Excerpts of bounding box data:
----------
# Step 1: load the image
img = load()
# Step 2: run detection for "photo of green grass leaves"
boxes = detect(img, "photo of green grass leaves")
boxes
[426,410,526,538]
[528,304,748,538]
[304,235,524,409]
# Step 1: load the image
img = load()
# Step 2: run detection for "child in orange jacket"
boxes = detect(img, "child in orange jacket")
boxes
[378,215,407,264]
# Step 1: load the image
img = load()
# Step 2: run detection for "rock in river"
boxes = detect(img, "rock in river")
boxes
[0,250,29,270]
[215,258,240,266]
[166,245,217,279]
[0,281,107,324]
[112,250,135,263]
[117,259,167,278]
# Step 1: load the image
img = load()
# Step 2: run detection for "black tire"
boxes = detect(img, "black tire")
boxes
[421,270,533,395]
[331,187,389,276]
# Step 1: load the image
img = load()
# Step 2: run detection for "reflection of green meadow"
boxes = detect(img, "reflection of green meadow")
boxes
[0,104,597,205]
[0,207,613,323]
----------
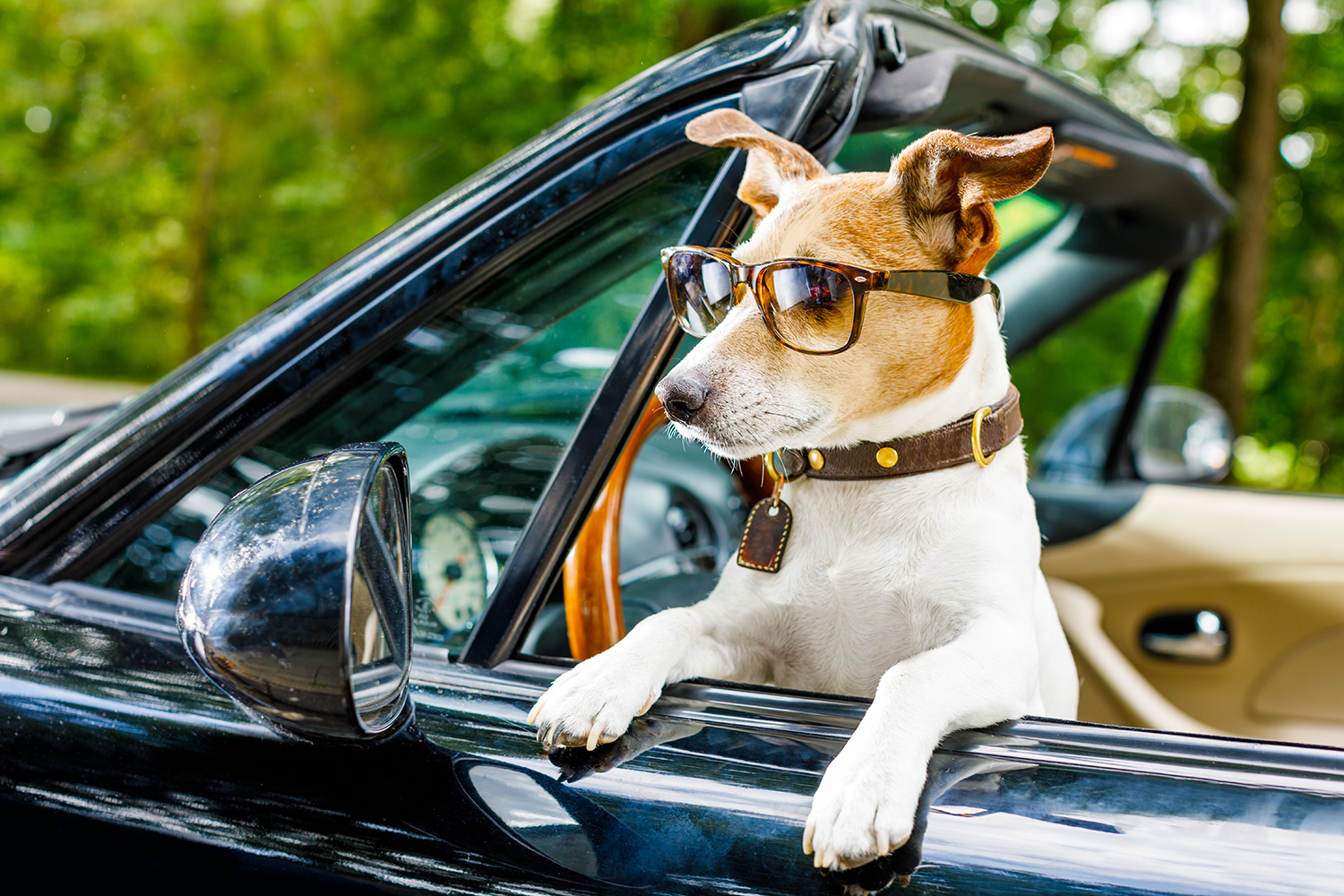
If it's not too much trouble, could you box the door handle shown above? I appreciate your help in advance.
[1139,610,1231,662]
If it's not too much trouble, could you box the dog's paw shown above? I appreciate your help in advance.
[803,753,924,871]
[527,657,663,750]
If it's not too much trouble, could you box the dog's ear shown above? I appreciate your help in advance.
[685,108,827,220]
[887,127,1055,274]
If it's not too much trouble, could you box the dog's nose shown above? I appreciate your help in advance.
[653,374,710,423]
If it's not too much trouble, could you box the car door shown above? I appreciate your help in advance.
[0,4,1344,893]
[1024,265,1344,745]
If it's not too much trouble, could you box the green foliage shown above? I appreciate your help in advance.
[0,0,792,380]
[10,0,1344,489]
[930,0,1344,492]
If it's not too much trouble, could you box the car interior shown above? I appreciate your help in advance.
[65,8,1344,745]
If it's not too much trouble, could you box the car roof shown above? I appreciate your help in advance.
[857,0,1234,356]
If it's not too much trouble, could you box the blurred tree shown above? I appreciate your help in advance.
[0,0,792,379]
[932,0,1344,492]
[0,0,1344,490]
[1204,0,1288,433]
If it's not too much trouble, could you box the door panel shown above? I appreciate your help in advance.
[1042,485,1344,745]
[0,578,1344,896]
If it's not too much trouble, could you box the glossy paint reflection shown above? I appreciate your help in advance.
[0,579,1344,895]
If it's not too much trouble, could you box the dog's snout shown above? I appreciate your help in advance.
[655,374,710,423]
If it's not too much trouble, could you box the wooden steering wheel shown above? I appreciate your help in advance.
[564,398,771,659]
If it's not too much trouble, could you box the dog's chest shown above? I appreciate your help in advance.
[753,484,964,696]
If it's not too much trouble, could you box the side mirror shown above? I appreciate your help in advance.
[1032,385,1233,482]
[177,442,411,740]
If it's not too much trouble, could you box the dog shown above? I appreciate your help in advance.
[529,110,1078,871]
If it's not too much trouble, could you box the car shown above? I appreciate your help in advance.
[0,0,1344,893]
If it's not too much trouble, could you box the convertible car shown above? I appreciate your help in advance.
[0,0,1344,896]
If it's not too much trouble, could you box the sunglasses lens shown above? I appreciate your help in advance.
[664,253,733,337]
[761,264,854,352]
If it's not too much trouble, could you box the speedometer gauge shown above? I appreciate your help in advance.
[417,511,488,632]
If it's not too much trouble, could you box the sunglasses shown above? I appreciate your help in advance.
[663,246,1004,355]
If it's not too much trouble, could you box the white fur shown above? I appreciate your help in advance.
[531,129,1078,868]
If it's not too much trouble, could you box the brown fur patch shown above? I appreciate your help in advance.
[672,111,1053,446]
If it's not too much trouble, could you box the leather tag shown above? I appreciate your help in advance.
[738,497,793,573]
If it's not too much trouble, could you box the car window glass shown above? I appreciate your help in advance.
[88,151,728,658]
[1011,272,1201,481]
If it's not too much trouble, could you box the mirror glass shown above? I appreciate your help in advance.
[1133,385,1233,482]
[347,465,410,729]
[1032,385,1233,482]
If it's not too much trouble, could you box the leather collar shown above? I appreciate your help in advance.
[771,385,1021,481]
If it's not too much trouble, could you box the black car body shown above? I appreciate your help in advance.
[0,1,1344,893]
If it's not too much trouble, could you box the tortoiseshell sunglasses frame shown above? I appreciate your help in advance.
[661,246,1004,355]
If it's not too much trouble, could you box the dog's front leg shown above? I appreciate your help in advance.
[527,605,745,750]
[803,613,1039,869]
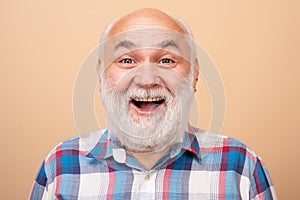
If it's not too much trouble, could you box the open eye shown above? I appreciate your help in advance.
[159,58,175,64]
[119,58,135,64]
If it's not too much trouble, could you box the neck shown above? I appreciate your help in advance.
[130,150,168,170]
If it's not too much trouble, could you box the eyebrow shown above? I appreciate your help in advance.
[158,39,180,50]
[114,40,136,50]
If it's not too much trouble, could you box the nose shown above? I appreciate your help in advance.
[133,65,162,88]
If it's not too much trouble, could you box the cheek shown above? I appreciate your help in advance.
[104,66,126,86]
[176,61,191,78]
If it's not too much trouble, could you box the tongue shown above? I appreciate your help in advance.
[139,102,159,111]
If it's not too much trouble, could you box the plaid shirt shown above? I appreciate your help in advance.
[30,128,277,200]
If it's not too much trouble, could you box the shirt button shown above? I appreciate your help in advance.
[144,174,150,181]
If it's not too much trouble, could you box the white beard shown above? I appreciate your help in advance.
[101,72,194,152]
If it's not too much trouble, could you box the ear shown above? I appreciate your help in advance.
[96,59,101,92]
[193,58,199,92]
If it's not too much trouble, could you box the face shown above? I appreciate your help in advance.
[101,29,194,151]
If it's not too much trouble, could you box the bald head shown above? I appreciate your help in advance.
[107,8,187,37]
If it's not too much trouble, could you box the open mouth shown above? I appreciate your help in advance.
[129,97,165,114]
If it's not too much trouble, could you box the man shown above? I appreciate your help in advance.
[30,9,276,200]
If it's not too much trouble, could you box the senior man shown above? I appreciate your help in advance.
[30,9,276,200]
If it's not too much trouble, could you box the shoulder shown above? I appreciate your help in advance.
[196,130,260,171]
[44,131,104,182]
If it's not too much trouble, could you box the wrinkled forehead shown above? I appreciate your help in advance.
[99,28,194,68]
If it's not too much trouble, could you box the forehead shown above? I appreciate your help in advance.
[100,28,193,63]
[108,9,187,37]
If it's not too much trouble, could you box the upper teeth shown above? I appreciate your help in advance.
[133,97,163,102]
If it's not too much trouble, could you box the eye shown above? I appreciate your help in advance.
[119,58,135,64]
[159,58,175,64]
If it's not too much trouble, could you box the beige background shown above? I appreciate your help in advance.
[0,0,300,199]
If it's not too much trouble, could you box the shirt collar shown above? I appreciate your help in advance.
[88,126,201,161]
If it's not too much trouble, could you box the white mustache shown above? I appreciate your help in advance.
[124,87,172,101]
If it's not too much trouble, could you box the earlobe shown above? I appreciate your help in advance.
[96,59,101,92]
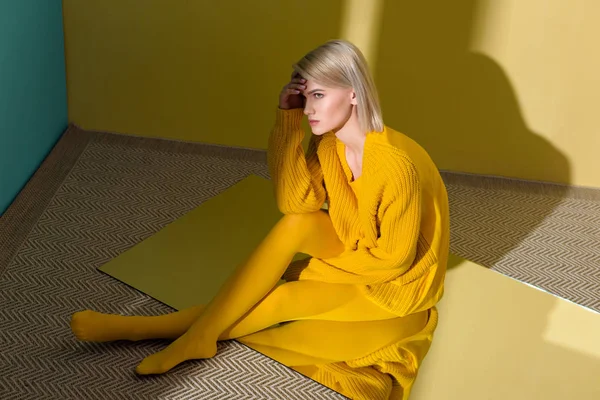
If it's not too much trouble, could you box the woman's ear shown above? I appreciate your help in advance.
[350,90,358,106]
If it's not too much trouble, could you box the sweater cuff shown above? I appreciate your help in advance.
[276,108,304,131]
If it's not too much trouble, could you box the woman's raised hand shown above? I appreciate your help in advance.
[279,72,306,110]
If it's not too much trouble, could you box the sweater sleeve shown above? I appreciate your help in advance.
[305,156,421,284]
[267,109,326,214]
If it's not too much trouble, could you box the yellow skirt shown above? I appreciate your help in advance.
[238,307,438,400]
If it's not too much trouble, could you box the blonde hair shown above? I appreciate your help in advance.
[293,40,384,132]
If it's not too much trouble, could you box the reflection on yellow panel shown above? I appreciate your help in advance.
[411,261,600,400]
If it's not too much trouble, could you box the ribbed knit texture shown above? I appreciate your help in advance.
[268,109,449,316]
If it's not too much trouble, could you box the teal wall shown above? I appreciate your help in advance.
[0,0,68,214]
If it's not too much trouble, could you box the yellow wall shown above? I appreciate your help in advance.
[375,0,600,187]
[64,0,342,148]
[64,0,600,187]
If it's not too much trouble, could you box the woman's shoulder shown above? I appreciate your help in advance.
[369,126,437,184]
----------
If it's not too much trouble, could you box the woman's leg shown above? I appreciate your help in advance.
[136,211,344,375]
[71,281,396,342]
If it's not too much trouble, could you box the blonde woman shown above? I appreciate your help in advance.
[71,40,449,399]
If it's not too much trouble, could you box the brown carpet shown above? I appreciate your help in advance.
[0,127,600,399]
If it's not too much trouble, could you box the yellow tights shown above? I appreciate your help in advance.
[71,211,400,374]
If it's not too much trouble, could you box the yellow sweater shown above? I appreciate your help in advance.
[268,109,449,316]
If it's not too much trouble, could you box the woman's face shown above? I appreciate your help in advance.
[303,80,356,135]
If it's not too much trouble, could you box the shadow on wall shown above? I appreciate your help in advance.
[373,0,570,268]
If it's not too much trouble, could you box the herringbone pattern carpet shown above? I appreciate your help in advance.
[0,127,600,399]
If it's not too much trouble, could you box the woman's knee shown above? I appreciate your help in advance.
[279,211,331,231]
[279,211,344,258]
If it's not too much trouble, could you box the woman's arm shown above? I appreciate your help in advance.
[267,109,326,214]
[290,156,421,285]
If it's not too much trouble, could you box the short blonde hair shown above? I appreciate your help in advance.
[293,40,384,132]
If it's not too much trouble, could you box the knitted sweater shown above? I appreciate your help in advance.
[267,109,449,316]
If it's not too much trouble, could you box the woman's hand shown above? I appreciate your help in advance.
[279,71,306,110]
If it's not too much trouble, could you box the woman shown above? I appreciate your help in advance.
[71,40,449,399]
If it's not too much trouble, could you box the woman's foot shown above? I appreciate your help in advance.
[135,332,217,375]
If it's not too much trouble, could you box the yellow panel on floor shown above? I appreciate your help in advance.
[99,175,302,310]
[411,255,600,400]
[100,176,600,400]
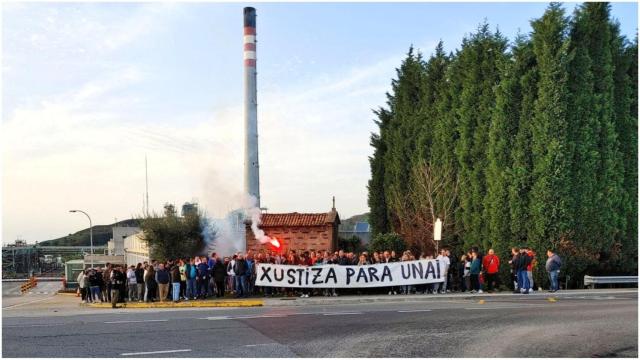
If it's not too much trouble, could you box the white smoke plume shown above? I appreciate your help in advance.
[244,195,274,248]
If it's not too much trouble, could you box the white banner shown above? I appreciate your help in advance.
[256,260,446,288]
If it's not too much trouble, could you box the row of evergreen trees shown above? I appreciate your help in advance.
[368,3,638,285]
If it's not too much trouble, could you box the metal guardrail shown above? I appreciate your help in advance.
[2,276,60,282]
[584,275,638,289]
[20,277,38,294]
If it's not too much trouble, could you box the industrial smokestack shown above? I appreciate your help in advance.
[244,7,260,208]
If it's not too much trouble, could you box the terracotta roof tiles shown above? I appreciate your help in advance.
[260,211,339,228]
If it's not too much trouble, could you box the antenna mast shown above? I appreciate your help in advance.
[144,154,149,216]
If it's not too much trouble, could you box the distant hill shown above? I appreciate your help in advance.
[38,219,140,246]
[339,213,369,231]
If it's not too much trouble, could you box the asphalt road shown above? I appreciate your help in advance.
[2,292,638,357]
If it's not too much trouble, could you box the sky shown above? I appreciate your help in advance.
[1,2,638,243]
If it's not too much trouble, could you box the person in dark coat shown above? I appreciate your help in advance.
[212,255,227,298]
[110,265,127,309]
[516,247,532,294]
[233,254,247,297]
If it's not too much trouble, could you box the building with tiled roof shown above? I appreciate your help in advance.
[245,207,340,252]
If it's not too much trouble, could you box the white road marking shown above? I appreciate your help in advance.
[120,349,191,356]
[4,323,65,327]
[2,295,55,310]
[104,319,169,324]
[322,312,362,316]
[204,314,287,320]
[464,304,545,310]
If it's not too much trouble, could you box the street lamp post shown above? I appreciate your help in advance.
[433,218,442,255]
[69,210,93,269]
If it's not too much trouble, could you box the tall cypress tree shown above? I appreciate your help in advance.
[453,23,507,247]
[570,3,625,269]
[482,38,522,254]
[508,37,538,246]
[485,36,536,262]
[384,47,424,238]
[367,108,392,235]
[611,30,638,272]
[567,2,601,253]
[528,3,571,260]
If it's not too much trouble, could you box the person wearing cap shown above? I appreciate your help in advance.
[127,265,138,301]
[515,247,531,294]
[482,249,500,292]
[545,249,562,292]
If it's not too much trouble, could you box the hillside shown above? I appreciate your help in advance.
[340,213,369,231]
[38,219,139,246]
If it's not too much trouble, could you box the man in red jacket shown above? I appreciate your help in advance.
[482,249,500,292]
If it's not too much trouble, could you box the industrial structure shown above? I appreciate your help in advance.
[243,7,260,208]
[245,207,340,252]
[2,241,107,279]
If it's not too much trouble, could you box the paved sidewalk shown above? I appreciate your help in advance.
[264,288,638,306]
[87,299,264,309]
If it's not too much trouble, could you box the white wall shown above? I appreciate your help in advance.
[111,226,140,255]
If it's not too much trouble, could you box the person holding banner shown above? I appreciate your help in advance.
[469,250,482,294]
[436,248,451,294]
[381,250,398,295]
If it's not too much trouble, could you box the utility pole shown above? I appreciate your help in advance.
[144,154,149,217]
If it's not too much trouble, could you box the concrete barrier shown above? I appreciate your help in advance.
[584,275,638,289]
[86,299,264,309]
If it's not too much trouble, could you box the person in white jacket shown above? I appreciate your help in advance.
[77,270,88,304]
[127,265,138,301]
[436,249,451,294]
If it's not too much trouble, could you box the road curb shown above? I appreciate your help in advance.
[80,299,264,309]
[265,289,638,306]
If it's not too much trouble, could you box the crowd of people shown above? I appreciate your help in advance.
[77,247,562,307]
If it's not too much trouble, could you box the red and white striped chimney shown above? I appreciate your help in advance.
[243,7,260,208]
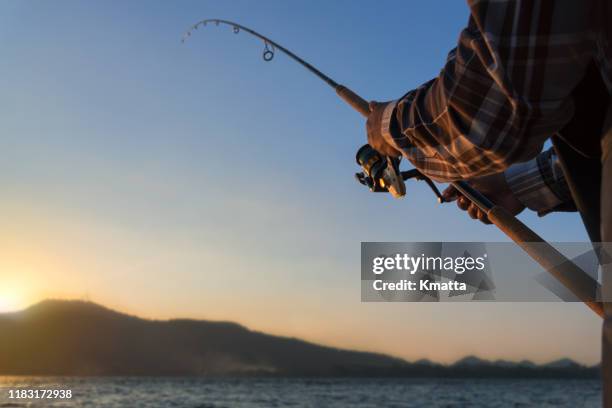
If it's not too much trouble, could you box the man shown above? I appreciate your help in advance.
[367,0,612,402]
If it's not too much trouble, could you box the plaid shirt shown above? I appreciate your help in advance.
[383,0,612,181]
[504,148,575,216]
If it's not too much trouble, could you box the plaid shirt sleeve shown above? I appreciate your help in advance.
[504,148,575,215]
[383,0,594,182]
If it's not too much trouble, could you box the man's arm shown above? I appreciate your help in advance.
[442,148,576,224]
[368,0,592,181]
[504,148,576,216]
----------
■ **Problem statement**: Rename "sunglasses" to "eyeglasses" in the lines starting with the line that contains "If it's not too much trouble, could you box the wooden" and going on through the line that contains "[531,129,1078,868]". Return only those lines, leaving everything else in them unchanged.

■ **Solution for this problem**:
If it's not too much trouble, could you box the wooden steering wheel shown above? I appreciate your help in advance.
[564,398,771,659]
If it's not too much trouble, could you box the dog's chest shown above? I appreciate your help in advance.
[753,484,964,696]
If it's not too much trouble, could you box the side mirror shown above? I appreciate your help in advance.
[1032,385,1233,482]
[177,442,411,740]
If it's not too much trouble, could you box the dog shown above? I appreciate your help in advance.
[529,110,1078,871]
If it's not too much trouble, could you box the car shown above? I appreciate your help in advance.
[0,0,1344,893]
If it's not too much trouble, could you box the convertible car shown above? I appreciate your help in advance.
[0,0,1344,896]
If it's not too much trouble, could you box the eyeglasses lens shown above? I appreciate your help in advance.
[664,253,733,337]
[761,264,854,352]
If it's not too much trouble, could you box the speedometer gauge shown above? I appreciate your help in advance.
[417,511,488,632]
If it's not too much trouble, could you box the eyeglasses shown above? I appreciate your help in advance.
[663,246,1004,355]
If it's not too much trouble, could you box the white fur shown above? I appreciate your help in advance.
[531,129,1078,868]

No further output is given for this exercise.